Stored data
--- START ---

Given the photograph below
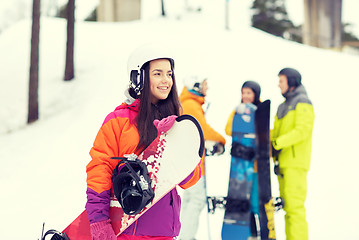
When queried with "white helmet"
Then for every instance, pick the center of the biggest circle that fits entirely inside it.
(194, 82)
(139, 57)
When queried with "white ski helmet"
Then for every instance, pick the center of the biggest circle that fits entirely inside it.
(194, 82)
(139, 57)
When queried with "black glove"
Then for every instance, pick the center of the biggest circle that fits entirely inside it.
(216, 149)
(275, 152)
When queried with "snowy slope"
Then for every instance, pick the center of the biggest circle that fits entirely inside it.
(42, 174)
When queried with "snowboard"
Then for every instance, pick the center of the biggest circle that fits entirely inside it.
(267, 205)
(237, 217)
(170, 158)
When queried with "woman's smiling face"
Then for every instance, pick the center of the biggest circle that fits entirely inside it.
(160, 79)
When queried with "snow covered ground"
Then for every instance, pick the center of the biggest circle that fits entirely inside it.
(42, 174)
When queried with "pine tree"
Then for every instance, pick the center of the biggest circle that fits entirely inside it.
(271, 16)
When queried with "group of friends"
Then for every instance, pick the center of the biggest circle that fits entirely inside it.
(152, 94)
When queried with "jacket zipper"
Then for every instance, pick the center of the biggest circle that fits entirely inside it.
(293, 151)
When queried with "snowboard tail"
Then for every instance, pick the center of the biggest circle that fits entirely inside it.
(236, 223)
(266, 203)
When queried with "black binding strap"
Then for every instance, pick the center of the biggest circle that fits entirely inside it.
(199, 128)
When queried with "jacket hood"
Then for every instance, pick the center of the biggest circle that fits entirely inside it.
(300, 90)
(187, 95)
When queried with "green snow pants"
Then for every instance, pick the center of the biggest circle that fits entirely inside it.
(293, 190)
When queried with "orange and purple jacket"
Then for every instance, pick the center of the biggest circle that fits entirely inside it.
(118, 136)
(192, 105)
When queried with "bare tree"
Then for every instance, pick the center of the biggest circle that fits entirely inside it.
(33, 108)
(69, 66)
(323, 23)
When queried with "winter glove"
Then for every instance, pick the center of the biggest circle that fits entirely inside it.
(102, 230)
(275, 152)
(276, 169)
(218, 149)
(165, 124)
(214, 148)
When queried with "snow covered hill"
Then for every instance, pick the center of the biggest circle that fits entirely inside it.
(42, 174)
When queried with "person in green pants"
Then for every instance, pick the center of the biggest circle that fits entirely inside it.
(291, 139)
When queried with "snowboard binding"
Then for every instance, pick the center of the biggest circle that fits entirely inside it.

--- END ---
--- START ---

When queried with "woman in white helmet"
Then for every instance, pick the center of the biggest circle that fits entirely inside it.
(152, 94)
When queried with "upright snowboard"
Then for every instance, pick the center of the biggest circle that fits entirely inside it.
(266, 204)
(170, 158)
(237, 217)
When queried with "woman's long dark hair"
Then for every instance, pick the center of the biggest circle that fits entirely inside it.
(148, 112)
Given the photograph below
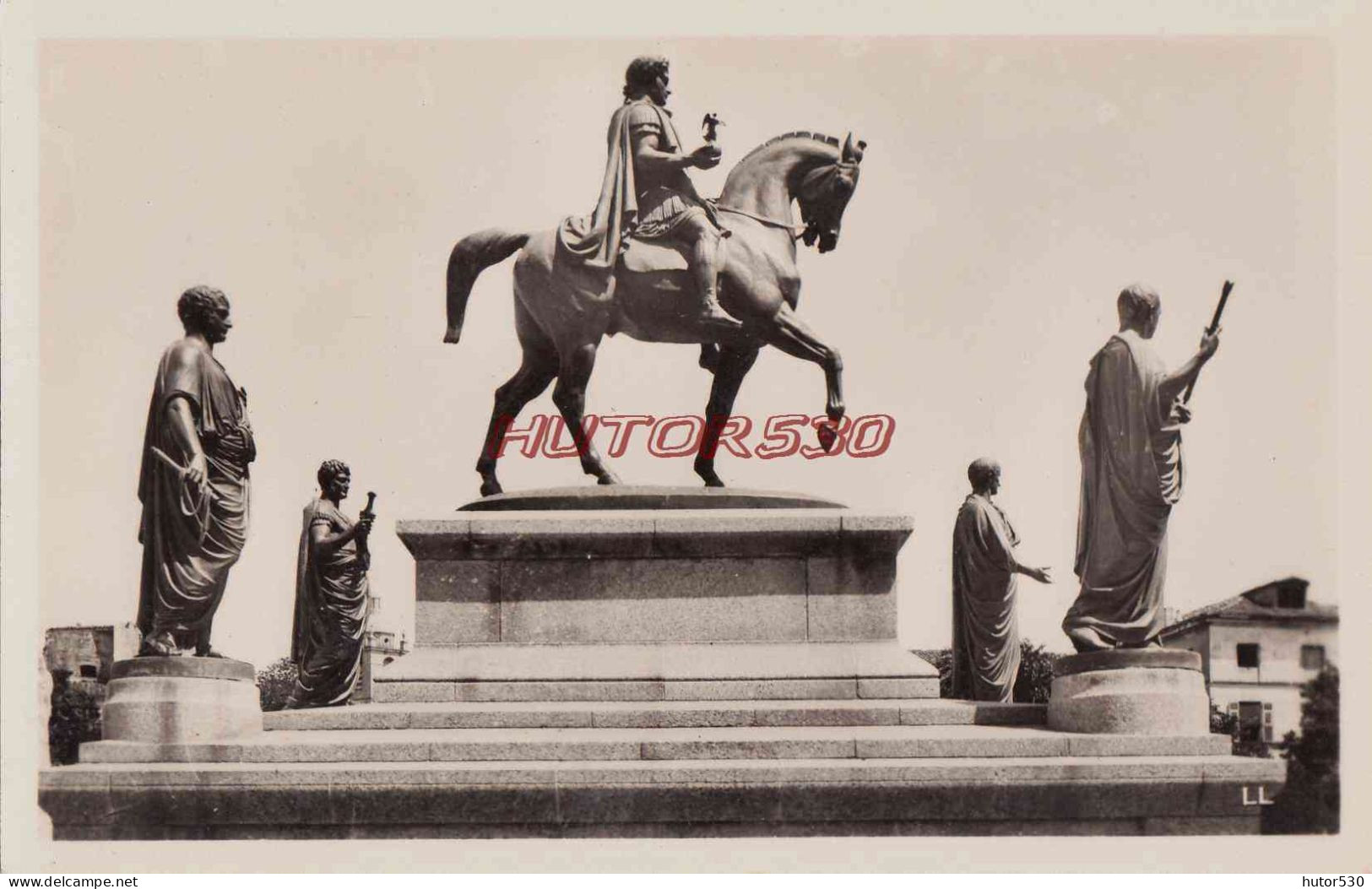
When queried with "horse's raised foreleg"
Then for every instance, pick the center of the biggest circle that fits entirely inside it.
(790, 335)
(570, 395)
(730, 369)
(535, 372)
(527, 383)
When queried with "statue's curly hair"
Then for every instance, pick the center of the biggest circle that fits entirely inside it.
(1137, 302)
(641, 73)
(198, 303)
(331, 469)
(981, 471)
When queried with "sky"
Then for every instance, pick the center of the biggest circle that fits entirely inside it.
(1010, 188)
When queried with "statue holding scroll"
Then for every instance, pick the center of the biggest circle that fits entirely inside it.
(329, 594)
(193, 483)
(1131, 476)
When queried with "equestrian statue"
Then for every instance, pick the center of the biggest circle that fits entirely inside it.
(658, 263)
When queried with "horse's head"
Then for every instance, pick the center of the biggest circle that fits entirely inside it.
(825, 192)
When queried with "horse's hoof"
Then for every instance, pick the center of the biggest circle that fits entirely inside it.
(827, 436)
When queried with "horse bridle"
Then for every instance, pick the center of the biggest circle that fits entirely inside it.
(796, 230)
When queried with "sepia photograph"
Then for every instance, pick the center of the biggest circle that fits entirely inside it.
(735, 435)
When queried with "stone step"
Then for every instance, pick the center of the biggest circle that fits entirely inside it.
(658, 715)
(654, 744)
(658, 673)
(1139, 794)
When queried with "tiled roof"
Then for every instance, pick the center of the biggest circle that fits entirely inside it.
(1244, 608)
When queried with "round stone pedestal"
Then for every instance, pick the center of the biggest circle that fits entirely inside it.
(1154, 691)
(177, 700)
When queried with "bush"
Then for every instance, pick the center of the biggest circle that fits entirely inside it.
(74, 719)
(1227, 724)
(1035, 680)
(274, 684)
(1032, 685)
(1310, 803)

--- END ---
--- START ---

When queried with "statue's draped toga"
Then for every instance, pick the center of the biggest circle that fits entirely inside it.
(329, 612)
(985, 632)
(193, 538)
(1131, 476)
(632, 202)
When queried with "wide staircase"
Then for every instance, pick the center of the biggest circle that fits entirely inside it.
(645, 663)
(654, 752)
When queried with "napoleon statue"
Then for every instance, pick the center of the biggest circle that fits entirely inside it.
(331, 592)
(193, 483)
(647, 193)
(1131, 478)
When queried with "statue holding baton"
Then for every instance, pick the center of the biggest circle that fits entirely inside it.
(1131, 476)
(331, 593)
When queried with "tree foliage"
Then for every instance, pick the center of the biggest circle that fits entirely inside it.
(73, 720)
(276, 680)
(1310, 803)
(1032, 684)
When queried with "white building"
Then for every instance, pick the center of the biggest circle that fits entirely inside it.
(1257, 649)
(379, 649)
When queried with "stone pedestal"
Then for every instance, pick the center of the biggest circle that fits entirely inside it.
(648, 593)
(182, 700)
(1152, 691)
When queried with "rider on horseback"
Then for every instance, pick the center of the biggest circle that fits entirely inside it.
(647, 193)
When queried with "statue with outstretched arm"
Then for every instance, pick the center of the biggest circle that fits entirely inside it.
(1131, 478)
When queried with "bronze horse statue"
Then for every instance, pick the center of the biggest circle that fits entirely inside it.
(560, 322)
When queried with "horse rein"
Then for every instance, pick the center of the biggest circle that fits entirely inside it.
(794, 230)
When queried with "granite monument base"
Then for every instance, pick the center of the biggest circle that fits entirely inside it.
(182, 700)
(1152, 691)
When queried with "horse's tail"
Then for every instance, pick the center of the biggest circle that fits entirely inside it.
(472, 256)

--- END ---

Search the data and copy each line containing "statue".

— Written answer —
When queried with "statue's curly hair"
When queried with "statue holding scroll"
When queried with "equestrian statue"
When queried with "statue's draped toga"
When queried with "napoleon statue"
When queried with "statue holding baton"
When queried with "statue with outstretched arm"
When queried with "bronze horse statue"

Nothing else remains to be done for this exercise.